- [DO THIS]:
Present the data below as a JSON list of strings with one string per line, skipping blank lines and leaving out the images.

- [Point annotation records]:
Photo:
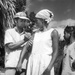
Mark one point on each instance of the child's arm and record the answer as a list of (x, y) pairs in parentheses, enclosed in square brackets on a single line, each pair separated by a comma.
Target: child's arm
[(23, 52)]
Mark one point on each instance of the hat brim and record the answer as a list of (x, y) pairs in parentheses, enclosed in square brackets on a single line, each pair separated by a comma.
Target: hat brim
[(21, 18)]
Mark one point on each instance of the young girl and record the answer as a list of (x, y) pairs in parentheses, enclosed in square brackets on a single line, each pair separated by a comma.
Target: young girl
[(44, 48), (69, 51)]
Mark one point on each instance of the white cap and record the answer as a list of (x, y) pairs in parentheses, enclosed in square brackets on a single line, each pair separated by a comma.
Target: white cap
[(21, 15), (45, 14)]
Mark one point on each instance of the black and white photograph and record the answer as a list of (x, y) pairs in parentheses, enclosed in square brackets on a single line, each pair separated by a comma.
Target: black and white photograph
[(37, 37)]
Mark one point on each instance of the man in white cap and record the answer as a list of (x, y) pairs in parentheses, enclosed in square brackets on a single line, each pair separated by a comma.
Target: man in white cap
[(14, 41)]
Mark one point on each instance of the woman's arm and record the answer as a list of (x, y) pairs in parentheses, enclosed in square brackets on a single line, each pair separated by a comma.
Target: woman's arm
[(23, 52), (55, 41)]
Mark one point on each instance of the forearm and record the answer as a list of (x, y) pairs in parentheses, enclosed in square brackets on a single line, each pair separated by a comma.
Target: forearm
[(14, 46), (23, 52), (54, 56)]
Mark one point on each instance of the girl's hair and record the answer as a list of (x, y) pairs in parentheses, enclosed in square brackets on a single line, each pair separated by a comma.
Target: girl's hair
[(71, 31)]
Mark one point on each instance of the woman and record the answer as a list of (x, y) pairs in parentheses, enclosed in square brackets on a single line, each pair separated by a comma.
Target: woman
[(69, 52), (44, 48)]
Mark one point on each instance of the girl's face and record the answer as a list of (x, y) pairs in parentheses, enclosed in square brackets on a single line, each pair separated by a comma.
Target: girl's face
[(22, 23), (39, 23)]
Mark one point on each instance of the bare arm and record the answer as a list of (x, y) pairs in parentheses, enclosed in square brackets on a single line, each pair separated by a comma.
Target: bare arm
[(55, 41), (14, 46), (23, 52)]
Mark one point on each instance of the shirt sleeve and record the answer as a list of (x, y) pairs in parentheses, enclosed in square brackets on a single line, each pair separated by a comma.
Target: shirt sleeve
[(8, 37)]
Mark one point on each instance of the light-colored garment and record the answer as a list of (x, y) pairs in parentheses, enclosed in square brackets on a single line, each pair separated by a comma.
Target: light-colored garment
[(12, 57), (41, 53), (45, 14), (67, 62)]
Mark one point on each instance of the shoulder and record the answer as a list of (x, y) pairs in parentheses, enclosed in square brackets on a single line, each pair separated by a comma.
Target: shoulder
[(9, 30), (54, 32)]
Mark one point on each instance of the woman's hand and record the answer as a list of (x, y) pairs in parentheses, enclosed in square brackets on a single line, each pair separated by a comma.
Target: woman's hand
[(19, 67), (27, 36), (47, 71)]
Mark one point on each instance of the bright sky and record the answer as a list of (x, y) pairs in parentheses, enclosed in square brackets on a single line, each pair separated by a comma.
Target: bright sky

- [ANSWER BELOW]:
[
  "Photo:",
  "Mark one point on each instance of the child's arm and record the answer as a list of (x, y) pairs in parentheses, enclosed in square brackets on a single line, each pair separated by a comma.",
  "Target: child's arm",
  "[(23, 52)]",
  "Mark one point on each instance of the hat brim and record the answer as a list of (x, y) pairs in parentheses, enclosed in square brackets on a single line, each pair separated by a comma.",
  "Target: hat brim",
  "[(21, 18)]",
  "Mark one point on each instance of the young girl and record the answer as a list of (x, y) pairs in parentheses, enclosed in square brackets on a single line, each pair separated by a comma.",
  "Target: young girl",
  "[(44, 48), (69, 51)]",
  "Mark one point on each instance of the white cap and record the answer as a list of (x, y) pairs in parentheses, enclosed in square brackets on a single line, each pair separated by a comma.",
  "Target: white cap",
  "[(21, 15), (45, 14)]",
  "Mark one point on each instance of the black and white photograph and record the answer as a list of (x, y) pairs in parentheses, enclosed in square brackets on a single line, each pair separated by a comma.",
  "Target: black and white photograph",
  "[(37, 37)]",
  "Mark one point on each instance of the man in white cap and record the answer as a list of (x, y) pairs in parentheses, enclosed in square brackets on a single line, each pair separated by a comma.",
  "Target: man in white cap",
  "[(14, 41)]",
  "Mark one point on each instance of the woman's arm and record the answer as a list of (x, y) pairs in parentheses, enclosed in square brackets on a single line, each pair separated by a comma.",
  "Target: woman's arm",
  "[(23, 52), (55, 41)]",
  "Mark one point on each instance of the forearm and record the answer as a list of (x, y) pairs in parentheses, enclosed in square brackets on a single line, each pair separated by a comma.",
  "Target: forearm",
  "[(14, 46), (23, 52), (54, 56)]",
  "Mark one point on each instance of the girl's hair and record the answer as a list of (x, y) pairs in parentheses, enclosed in square brackets on a single line, each pair separated by a comma.",
  "Target: girl's hair",
  "[(71, 31)]",
  "Mark one point on each instance of the woman and record the answer as a list of (x, y) pairs in parentheses, enclosed in square brackets on a single line, each pair separated by a comma.",
  "Target: woman",
  "[(69, 52), (44, 48)]",
  "Mark one point on each instance of the girl's face and record the answer as a list of (x, y) pairs in parentheses, enclosed in square brackets on a single line, each pair separated by a comma.",
  "Target: girl's face",
  "[(22, 23), (39, 23)]",
  "Mark one point on each instance of the bare arm and record the answer as a list of (x, y) pairs in parentheses, enclosed in square brackets on a single line, each pair separated by a comma.",
  "Target: bare arm",
  "[(55, 41), (14, 46), (23, 52)]",
  "Mark one point on each instance of the shirt sleeve and record the answer as a list of (x, y) pairs in parentheses, enclosed in square brackets on a single line, each pair separated by a comma.",
  "Target: shirt sleeve",
  "[(8, 37)]",
  "Mark one point on each instance of the light-colored garment and record the answer as a list of (x, y) pairs in parentheses, enclosed in square brackets on a single line, each pair separated by a comma.",
  "Target: light-colored garment",
  "[(12, 57), (41, 53), (45, 14), (67, 62)]",
  "Mark one point on each instance of the shoulder and record the answer as a list of (x, y) pairs in parentheses, enclosed in square brackets on a single line, each pair separated by a comma.",
  "Target: shoulder",
  "[(9, 30), (54, 32)]",
  "Mark one point on each instance of the woman's hand and record the answer as a list of (x, y) pairs in parentheses, enclosed in square brackets on a single line, each pair separated by a comma.",
  "Target: woman's hand",
  "[(19, 67), (27, 36), (47, 71)]",
  "Mark one point on each instance of the bright sky and record the answer as a list of (x, y) pairs in parentheses, enclosed in square brackets on a single line, each pair separated by a comma.",
  "Target: bright sky"
]